Husband, father, brother, friend. Born on Sept. 17, 1942, in Kingston, Ont.; died on July 12, 2014, in Port Dover, Ont., of a heart attack, aged 71.

There was only one Murph and he was a force to be reckoned with. He was a man you don't meet every day. He'd fill up your glass, and whatever it cost he would pay. A man of tremendous generosity, he cultivated the deepest of friendships, although he made a few foes. A fortress on the outside, he was a vulnerable and deeply affectionate man in his soul.

He was raised in Kingston,Ont., the third of four children born to Rita O'Hara, a teacher, and Bernard Murphy, a deputy chief of police. Perhaps not surprisingly, Murph knew and understood the value of discipline.

This took him to senior levels of General Motors Canada as director of marketing, Canada, a role that gave him the opportunity to travel the country with his life-long friend and first wife, Elaine "Luce" Murphy. For many years they made their home in Whitby, Ont., where they raised their children Dennis Jr. and Cathy. After 30 years of marriage, Murph and Elaine parted as friends.

- _LISTED RECORDS_:
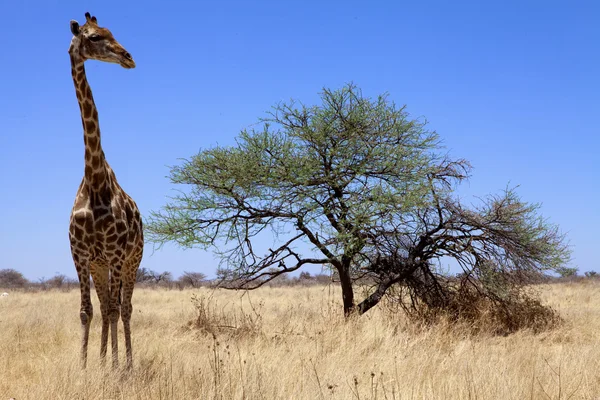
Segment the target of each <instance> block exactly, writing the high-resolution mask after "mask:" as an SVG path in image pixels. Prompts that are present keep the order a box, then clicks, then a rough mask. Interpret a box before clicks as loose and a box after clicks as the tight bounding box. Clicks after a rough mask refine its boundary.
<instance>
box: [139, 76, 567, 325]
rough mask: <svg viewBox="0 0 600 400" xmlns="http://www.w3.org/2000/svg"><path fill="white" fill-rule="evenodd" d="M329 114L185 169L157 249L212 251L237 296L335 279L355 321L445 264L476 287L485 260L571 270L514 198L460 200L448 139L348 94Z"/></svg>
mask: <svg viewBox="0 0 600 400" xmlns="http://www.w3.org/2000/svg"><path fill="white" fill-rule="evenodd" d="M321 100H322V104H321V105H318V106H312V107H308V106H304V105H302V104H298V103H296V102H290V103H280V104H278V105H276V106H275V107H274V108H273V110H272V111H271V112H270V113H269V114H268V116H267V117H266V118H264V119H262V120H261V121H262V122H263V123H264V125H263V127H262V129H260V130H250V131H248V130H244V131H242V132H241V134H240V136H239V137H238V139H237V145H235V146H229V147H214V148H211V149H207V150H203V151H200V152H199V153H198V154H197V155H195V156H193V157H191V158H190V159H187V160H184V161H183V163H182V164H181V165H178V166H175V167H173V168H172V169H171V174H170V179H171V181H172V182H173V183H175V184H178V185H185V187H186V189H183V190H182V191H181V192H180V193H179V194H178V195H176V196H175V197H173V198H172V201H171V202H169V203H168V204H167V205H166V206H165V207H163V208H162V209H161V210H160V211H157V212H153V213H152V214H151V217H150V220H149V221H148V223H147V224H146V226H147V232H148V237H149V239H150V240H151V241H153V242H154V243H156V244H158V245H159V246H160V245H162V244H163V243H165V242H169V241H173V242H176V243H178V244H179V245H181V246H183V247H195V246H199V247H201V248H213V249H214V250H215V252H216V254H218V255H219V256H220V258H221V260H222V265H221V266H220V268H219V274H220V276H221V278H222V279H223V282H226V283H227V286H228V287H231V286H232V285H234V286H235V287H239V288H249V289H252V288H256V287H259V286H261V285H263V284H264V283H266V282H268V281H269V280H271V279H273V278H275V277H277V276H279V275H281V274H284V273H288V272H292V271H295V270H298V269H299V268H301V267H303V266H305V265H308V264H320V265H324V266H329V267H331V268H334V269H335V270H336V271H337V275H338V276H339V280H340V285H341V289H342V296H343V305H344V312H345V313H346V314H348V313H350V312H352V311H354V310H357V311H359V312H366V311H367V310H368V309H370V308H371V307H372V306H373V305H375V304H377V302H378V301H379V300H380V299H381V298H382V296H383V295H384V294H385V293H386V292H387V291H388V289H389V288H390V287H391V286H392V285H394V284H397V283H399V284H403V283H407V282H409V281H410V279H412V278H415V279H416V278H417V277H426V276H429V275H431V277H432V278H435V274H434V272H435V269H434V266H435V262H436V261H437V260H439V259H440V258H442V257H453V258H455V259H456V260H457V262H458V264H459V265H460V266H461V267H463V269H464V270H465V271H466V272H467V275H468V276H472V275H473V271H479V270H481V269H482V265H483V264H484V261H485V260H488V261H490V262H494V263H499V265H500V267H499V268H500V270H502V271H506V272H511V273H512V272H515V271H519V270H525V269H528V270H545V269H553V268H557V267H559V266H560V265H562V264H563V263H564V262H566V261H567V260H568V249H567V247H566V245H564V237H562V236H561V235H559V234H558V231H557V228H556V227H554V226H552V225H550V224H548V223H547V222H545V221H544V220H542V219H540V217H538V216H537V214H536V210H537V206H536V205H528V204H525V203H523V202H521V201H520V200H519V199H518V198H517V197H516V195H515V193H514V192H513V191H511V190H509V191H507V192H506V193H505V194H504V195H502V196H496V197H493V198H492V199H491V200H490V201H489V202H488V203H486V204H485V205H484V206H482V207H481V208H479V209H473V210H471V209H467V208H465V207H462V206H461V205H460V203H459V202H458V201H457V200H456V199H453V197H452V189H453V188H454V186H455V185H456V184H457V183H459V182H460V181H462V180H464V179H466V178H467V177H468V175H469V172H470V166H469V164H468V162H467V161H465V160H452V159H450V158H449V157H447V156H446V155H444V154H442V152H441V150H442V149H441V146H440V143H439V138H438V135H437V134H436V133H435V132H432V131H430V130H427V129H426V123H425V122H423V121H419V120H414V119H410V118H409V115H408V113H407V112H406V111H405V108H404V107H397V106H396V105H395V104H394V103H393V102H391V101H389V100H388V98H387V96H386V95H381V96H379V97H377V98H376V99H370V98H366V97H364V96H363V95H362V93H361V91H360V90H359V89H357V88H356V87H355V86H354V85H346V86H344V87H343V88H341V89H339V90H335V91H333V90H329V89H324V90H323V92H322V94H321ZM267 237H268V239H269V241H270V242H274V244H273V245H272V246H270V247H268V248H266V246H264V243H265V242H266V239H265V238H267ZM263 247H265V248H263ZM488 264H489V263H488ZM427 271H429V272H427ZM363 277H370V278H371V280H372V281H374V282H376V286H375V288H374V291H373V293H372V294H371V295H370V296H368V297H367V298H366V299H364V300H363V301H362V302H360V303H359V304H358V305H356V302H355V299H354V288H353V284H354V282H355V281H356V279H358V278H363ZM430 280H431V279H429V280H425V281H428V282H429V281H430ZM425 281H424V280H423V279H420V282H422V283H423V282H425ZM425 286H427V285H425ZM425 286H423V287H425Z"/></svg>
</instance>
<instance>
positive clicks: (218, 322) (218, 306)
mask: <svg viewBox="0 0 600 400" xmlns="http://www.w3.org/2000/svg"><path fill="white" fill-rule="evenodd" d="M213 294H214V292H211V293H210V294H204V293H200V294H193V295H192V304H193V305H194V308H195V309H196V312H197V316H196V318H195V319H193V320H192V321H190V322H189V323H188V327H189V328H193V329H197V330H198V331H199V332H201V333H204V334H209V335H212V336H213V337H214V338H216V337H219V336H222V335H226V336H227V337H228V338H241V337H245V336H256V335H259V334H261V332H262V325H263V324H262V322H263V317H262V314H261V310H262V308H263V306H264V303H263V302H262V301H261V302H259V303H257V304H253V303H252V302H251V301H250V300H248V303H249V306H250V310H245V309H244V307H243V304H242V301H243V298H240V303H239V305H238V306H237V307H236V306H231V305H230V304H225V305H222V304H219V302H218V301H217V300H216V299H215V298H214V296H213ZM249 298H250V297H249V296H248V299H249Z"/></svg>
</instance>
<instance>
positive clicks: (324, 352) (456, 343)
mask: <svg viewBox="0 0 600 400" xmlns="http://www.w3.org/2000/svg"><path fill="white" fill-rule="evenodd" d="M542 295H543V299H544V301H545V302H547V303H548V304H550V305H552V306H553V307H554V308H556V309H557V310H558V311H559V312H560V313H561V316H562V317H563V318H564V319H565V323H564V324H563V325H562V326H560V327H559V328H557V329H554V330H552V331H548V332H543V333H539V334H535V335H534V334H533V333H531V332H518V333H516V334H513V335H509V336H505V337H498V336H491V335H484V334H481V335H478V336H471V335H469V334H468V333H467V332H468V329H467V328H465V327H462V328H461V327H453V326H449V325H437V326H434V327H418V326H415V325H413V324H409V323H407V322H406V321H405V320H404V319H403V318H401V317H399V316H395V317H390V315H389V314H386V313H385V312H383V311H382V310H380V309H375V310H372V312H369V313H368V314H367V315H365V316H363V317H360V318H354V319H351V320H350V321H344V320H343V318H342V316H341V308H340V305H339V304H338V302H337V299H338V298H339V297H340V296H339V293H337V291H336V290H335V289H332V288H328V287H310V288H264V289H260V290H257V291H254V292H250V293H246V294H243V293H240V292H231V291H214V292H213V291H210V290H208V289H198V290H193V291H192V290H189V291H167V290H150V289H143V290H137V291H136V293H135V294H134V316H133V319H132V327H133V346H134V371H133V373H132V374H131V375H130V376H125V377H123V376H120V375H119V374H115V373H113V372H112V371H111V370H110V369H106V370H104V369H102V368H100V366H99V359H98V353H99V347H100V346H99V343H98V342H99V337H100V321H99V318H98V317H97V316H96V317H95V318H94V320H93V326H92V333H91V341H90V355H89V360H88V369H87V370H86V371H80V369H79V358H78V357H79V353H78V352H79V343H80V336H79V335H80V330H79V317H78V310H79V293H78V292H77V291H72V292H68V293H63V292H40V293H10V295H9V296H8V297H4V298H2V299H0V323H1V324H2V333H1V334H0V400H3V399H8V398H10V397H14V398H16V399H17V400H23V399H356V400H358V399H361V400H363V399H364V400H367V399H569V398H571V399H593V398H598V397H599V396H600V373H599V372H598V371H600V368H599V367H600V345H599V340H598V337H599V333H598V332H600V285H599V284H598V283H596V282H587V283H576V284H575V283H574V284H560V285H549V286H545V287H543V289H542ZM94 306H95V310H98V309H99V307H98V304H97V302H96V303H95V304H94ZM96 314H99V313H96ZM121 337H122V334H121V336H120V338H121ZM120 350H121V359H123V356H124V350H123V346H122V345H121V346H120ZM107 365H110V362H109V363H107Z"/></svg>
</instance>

- _WHAT YOU WILL DO_:
1 – List every person the obituary names, other than Murph himself.
2 – For each statement, say whether the obituary agrees with it, and quote the words that decide it.
(a) Murph was the eldest of four children.
(b) Murph died in Port Dover, Ont.
(c) Murph and Elaine parted after 20 years of marriage.
Work only from the obituary.

- _RESPONSES PER TASK_:
1 –
Rita O'Hara
Bernard Murphy
Elaine "Luce" Murphy
Dennis Jr.
Cathy

2 –
(a) No: "the third of four children"
(b) Yes: "died on July 12, 2014, in Port Dover, Ont."
(c) No: "After 30 years of marriage, Murph and Elaine parted as friends."